» **Task directions**:
Rewrite the records below, replacing every "one per instance" with "one point each" and leaving everything else untouched.

» **Exercise inputs**:
┌────────

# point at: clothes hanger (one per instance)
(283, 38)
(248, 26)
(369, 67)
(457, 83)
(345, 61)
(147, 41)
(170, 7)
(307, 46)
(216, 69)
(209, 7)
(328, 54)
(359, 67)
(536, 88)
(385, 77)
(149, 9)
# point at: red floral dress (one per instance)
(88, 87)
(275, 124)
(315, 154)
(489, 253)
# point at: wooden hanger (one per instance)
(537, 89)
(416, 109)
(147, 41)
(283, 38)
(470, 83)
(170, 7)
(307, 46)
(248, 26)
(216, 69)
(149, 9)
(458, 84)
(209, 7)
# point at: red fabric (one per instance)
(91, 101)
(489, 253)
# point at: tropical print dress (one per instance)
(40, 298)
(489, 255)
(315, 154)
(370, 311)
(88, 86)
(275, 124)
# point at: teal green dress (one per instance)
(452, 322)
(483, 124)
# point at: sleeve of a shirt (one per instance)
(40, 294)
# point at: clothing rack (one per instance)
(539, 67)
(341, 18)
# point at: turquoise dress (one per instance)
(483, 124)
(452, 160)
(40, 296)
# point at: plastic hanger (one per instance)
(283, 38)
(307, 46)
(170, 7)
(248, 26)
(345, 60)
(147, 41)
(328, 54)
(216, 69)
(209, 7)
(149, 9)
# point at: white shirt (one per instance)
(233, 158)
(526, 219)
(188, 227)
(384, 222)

└────────

» **Result**:
# point at: clothes hanger (one point each)
(283, 38)
(248, 26)
(369, 67)
(457, 83)
(345, 61)
(147, 41)
(170, 7)
(307, 46)
(216, 69)
(209, 7)
(328, 54)
(359, 67)
(536, 88)
(385, 77)
(149, 9)
# point at: red floral dress (one point each)
(88, 87)
(275, 124)
(315, 154)
(489, 253)
# point at: wooden hanger (one point each)
(537, 89)
(416, 109)
(147, 41)
(283, 38)
(470, 83)
(170, 7)
(307, 46)
(248, 26)
(216, 69)
(149, 9)
(458, 84)
(209, 7)
# point at: red fabric (one point each)
(91, 101)
(489, 253)
# point at: tropical print dress (one point each)
(40, 298)
(489, 255)
(315, 154)
(370, 311)
(88, 86)
(275, 124)
# point at: teal green dress (one point each)
(452, 322)
(483, 124)
# point at: sleeve of a shirt (one point each)
(40, 294)
# point at: clothing rack (one point each)
(539, 67)
(341, 18)
# point at: turquoise dress (one point each)
(483, 124)
(452, 160)
(40, 296)
# point at: plastic hanger (one point each)
(283, 38)
(307, 46)
(170, 7)
(248, 26)
(345, 60)
(147, 41)
(328, 54)
(216, 69)
(209, 7)
(149, 9)
# point at: white shirt (one point each)
(233, 158)
(526, 219)
(188, 227)
(384, 222)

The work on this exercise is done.